> [Source text]:
=-=-=

MACON, GA (11/22/2011)(readMedia)-- Mercer University honored Brady Banks, of Nashville, Tenn., with the 2011 Thomas Sewell Plunkett Young Alumnus Award on Nov. 12 during the University's Homecoming celebration. The award is given to an alumnus or alumna of Mercer who graduated within the last 10 years and has demonstrated continued support of the Alumni Association and the University through the contribution of time, talents and financial resources.

Banks became one of the youngest people to ever serve on the Metro Council of Nashville and Davidson County when he was elected Sept. 15. He is currently the director of outreach for the state's Books from Birth Foundation and leads projects to sustain Imagination Library programs in all 96 Tennessee counties.

Banks has also been the vice chair of the mayor's anti-poverty initiatives, co-chair of the mayor's Housing Fair and has been a member on the mayor's Creating Livable Communities Task Force. Banks has worked as director of the mayor's Office of Neighborhoods, which helps local government respond to community needs. He was responsible for writing a proposal to help make residential and commercial buildings in Nashville more energy efficient by partnering with the Southeast Energy Efficiency Alliance and receiving a quarter million dollar grant for the city.

=-=-=

> [Data extract]:
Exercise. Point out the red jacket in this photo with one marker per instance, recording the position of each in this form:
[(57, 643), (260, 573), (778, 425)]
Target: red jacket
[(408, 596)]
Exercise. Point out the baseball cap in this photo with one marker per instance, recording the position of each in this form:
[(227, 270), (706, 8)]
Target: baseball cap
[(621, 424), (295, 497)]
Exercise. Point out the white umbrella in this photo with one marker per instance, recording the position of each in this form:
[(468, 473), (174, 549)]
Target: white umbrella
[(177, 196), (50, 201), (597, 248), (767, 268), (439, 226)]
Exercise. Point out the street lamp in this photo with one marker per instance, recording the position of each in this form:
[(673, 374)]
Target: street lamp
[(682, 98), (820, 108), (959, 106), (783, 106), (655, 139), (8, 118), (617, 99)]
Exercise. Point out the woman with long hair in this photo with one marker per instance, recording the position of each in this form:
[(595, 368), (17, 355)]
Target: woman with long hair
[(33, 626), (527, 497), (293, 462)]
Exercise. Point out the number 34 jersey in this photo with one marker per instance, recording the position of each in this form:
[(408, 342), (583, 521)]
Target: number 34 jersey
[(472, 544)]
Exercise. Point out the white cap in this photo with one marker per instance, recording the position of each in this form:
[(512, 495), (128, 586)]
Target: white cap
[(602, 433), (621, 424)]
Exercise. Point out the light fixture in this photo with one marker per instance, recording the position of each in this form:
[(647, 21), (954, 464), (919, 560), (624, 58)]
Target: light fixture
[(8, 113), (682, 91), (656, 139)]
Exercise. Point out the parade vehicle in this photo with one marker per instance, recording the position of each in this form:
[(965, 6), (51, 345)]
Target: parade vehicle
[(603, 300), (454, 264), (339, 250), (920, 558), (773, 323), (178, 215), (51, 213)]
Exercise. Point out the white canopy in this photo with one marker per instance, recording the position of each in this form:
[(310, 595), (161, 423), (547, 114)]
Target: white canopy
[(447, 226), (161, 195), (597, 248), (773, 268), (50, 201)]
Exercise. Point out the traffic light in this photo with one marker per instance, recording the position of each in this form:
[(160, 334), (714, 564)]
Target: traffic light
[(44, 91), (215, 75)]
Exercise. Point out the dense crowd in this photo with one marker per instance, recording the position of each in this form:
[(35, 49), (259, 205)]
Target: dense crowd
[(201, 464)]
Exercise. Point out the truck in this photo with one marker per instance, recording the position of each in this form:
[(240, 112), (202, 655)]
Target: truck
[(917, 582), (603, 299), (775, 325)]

=-=-=

> [Directions for this task]:
Pick up the announcement about Brady Banks's Mercer University award where it ends and keep writing it. The material has no role in what is asked here.

> [Reply]:
Banks is a Nashville Emerging Leader alumnus and was a recipient of a Dartmouth College Tuck School of Business Nonprofit Bridge Program fellowship. He graduated from Mercer's College of Liberal Arts in 2001 and attended Harvard Divinity School, where he earned a Master of Divinity in religion and public policy.

About Mercer University:

Founded in 1833, Mercer University is a dynamic and comprehensive center of undergraduate, graduate and professional education. The University enrolls more than 8,300 students in 11 schools and colleges – liberal arts, law, pharmacy, medicine, business, engineering, education, theology, music, nursing and continuing and professional studies – on major campuses in Macon, Atlanta and Savannah and at three regional academic centers across the state. Mercer is affiliated with two teaching hospitals - Memorial University Medical Center in Savannah and the Medical Center of Central Georgia in Macon, and has educational partnerships with Warner Robins Air Logistics Center in Warner Robins and Piedmont Healthcare in Atlanta. The University operates an academic press and a performing arts center in Macon and an engineering research center in Warner Robins. Mercer is the only private university in Georgia to field an NCAA Division I athletic program. For more information, visit www.mercer.edu.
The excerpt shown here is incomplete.